• [Do this] Find the line that contains "the dark rock" in the entries below. Output it and each later line exactly, and nothing else.

• [Dataset extract]

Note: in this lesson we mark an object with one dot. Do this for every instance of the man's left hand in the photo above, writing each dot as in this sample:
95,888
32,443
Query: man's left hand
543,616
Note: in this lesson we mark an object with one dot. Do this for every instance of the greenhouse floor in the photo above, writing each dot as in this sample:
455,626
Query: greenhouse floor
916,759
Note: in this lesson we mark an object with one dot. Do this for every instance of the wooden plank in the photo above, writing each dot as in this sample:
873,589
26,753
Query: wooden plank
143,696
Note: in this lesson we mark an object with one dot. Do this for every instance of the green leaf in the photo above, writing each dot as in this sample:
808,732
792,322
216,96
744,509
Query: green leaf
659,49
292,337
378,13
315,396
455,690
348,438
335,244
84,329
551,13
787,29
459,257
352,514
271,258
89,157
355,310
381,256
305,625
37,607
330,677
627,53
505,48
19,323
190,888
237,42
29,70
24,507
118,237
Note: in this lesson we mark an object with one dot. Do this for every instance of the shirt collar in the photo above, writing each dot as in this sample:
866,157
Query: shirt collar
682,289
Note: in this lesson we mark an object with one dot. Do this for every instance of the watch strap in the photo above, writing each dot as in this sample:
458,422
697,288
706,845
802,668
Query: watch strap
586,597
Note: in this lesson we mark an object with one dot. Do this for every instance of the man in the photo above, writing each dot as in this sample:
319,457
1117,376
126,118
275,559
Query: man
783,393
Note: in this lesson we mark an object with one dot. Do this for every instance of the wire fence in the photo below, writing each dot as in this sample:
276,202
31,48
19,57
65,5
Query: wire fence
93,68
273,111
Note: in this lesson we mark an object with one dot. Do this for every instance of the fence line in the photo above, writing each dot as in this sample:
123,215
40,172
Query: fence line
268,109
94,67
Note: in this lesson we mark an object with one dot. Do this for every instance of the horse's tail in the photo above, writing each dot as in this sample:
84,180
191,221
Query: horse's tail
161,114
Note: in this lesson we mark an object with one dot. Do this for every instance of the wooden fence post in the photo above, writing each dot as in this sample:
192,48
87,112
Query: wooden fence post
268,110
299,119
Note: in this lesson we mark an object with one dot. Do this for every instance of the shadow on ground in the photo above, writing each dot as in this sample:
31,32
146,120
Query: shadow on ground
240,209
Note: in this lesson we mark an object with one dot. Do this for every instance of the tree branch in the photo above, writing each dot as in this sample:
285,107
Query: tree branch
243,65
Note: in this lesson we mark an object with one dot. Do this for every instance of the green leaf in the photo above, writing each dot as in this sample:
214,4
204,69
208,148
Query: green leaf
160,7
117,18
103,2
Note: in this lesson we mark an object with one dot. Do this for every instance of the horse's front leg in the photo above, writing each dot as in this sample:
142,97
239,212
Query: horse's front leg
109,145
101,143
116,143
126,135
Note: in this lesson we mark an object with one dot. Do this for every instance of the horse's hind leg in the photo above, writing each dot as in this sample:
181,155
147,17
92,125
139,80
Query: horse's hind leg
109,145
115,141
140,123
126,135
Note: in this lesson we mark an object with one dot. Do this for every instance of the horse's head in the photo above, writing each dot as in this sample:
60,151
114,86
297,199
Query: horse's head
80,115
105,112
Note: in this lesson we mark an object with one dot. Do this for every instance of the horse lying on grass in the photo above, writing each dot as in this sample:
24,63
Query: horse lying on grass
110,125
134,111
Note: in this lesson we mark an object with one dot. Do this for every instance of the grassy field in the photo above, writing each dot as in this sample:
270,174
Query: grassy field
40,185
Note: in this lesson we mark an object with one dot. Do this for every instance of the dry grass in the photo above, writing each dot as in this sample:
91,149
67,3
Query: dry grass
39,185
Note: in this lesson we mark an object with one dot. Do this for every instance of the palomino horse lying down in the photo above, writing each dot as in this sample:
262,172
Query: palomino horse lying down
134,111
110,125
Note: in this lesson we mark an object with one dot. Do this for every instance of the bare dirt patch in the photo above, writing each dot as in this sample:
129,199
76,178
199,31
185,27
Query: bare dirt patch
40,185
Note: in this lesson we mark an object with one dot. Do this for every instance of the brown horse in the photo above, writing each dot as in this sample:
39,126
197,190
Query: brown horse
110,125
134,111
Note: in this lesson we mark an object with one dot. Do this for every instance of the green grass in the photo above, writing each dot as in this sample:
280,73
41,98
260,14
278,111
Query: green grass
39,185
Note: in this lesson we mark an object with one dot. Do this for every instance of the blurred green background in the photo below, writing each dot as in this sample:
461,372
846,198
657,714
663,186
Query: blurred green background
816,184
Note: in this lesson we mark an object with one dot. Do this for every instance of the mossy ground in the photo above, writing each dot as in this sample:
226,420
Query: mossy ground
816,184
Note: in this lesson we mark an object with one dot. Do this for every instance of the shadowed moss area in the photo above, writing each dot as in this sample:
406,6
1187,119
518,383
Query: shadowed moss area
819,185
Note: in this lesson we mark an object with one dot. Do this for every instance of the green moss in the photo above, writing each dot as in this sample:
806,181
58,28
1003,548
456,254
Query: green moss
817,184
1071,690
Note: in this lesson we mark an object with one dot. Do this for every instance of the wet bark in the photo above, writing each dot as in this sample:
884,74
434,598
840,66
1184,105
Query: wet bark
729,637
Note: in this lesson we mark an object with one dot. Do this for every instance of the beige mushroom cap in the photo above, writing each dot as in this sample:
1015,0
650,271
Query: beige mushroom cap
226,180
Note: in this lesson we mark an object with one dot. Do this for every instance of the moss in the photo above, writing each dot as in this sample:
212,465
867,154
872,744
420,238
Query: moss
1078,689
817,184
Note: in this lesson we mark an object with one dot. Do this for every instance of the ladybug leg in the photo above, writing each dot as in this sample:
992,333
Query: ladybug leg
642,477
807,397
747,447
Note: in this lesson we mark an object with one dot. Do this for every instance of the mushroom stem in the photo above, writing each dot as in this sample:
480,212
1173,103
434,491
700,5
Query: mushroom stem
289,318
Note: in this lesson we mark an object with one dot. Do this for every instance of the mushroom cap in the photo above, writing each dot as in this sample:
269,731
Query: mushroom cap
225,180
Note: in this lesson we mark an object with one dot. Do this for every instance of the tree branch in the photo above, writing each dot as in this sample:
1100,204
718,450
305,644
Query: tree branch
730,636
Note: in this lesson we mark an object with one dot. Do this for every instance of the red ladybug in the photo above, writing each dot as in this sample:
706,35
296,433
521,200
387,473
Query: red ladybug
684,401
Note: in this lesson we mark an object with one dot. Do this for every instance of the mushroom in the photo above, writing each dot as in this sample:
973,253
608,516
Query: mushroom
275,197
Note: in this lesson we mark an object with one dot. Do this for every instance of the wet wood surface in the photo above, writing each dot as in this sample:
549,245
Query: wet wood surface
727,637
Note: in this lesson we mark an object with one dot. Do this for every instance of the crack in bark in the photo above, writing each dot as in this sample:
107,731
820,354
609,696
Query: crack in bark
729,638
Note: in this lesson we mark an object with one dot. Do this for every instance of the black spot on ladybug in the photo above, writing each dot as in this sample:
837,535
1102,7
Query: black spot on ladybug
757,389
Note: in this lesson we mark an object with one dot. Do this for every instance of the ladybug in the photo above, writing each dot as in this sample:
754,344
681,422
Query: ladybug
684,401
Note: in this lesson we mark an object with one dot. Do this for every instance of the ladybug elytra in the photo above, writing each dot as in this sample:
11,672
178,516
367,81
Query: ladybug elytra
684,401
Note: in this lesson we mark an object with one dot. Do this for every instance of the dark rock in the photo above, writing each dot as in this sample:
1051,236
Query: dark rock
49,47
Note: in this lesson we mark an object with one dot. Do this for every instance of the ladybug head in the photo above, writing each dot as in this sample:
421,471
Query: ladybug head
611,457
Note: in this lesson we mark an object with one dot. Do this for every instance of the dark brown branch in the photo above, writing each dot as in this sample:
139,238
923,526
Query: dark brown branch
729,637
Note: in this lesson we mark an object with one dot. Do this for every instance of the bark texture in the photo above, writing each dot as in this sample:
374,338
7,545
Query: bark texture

• [Solution to this problem]
Note: in this lesson we mark an object with one dot. Do this for every instance of the dark rock in the photo above, writing each dot as in this sample:
1051,236
Query: dark rock
49,47
Note: in this lesson we mark an object with one dot. Do this for every instance of the ladybug head in the photo above, writing each dot as in this sample:
421,471
Query: ladybug head
611,457
Note: in this lesson we mark an object with one dot. Do this for every instance of the dark brown branch in the photo above, writing each dot as in this sample:
139,238
923,526
Query: dark brown branch
729,637
Note: in this lesson we mark an object with one dot. Do this for every instance of the bark texture in the photo above, writing each dot as in this sample:
374,338
7,545
Query: bark texture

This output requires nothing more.